[START OF Extract to read]

You need to replace `(x - 1)^2` for expansion `x^2 - 2x + 1` , such that:

`sqrt ((x - 1)^2) = x + 1`

Taking the square root to the left side, yields:

`+-(x - 1) = x + 1`

You need to solve for `x` the equation, considering the left side positive, such that:

`x - 1 = x + 1 => - 1 = 1` invalid

You need to solve for x the equation, considering the left side negative, such that:

`-x + 1 = x + 1`

You need to isolate the terms that contain `x` to the left side, such that:

`-x - x = -1 + 1 => -2x = 0 => x = 0`

You need to test the value `x = 0` in equation, such that:

`sqrt(0^2 - 2*0 + 1) = 0 + 1 => sqrt 1 = 1 => 1 = 1` valid

**Hence, evaluating the solution to the given equation, yields **`x = 0.`

The equation (x^2-2x+1)^(1/2)=x+1 has to be solved for x.

(x^2-2x+1)^(1/2)=x+1

take the square of both the sides.

((x^2-2x+1)^(1/2))^2=(x+1)^2

(x^2-2x+1)=(x+1)^2

x^2 - 2x + 1 = x^2 + 2x + 1

-2x + 1 = 2x + 1

4x = 1 - 1

4x = 0

x = 0

The solution of the given equation is x = 0

[END OF Extract to read]

* What you are asked to do: Write out the worked square-root equation solution word for word, from "You need to isolate" to "solved for x.". The lines after this text are not needed.

[START OF Supplied data]

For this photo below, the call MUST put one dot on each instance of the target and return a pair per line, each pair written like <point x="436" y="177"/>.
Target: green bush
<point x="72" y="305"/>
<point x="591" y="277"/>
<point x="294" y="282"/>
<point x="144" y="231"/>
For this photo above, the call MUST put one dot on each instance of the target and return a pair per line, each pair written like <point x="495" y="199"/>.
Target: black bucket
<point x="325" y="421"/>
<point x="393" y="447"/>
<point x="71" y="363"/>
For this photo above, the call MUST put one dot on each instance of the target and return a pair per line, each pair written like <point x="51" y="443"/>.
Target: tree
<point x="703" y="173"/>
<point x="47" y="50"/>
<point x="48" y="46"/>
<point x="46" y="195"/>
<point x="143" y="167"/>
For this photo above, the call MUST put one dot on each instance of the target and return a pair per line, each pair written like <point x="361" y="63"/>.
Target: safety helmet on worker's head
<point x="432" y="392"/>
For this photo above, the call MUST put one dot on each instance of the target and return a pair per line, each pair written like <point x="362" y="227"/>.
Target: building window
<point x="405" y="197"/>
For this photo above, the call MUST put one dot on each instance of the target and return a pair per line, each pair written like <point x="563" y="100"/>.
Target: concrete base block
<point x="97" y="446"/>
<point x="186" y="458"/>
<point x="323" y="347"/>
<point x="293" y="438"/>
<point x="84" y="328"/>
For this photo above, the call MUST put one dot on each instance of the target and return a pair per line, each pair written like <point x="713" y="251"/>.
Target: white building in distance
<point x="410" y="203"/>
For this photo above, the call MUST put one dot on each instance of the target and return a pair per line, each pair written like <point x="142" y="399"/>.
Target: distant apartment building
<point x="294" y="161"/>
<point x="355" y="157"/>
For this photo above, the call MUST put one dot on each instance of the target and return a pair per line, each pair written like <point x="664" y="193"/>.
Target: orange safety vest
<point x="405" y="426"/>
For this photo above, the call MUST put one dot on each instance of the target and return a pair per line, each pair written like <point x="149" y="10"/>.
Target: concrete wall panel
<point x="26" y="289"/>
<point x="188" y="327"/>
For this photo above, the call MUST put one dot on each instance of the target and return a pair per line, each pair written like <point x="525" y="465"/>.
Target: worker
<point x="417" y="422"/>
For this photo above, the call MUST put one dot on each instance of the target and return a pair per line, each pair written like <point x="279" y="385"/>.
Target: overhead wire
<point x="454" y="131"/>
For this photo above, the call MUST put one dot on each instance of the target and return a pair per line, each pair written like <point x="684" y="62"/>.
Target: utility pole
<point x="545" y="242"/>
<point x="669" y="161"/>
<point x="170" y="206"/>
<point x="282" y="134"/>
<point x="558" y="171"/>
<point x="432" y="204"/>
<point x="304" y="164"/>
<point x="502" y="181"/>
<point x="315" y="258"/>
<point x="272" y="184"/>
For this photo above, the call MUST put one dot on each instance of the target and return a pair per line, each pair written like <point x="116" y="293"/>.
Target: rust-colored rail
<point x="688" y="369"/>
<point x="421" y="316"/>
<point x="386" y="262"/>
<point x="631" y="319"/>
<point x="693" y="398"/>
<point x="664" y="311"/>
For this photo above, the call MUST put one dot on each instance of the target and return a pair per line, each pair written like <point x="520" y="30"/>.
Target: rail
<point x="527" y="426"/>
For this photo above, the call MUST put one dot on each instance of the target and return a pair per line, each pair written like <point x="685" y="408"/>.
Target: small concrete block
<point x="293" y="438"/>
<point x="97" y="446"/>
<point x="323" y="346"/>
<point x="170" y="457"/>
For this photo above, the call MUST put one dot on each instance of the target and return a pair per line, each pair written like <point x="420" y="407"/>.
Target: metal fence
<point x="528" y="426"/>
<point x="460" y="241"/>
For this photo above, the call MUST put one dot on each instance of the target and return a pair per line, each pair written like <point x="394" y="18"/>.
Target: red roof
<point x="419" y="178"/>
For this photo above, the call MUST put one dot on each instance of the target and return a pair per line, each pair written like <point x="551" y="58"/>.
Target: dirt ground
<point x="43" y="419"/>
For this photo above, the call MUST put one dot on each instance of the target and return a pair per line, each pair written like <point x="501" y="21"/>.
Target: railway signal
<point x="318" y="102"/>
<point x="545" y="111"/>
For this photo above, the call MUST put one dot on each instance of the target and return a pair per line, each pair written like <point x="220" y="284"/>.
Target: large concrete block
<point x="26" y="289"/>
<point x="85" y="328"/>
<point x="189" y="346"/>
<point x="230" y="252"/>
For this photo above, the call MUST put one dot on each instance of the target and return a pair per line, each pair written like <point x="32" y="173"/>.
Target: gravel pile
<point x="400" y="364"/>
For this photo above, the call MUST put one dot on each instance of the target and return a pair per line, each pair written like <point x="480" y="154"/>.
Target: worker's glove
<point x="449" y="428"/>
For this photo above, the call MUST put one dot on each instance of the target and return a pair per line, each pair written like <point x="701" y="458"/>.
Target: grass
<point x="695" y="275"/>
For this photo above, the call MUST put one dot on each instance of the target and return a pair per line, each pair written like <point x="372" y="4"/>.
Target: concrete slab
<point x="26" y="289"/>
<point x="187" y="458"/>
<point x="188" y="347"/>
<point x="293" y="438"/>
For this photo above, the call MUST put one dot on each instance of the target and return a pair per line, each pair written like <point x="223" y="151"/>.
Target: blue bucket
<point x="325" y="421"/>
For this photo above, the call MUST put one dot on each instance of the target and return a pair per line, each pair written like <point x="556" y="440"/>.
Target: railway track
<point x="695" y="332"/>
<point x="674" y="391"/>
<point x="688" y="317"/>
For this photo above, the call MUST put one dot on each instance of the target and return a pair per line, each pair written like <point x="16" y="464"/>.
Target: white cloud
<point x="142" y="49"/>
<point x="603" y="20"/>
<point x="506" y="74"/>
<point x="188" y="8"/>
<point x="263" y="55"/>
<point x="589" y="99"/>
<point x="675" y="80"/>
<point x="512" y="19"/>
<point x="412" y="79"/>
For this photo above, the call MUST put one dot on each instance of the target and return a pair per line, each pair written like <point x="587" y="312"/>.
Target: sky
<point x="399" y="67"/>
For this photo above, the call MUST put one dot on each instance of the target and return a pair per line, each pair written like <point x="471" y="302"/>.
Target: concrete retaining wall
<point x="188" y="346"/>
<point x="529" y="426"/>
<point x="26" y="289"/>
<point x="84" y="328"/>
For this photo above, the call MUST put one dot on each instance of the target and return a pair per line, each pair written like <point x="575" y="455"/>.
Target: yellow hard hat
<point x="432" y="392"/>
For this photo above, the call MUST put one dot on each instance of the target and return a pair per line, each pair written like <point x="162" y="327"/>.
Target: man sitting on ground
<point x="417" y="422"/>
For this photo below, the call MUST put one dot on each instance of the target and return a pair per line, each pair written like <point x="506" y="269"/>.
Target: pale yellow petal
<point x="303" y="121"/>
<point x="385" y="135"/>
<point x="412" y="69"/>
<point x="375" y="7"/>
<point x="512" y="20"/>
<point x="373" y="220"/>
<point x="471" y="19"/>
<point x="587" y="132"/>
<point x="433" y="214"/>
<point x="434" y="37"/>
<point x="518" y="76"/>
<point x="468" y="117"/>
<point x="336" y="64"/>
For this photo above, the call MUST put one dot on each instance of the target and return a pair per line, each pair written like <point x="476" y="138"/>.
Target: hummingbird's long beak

[END OF Supplied data]

* The result:
You need to isolate the terms that contain `x` to the left side, such that:

`-x - x = -1 + 1 => -2x = 0 => x = 0`

You need to test the value `x = 0` in equation, such that:

`sqrt(0^2 - 2*0 + 1) = 0 + 1 => sqrt 1 = 1 => 1 = 1` valid

**Hence, evaluating the solution to the given equation, yields **`x = 0.`

The equation (x^2-2x+1)^(1/2)=x+1 has to be solved for x.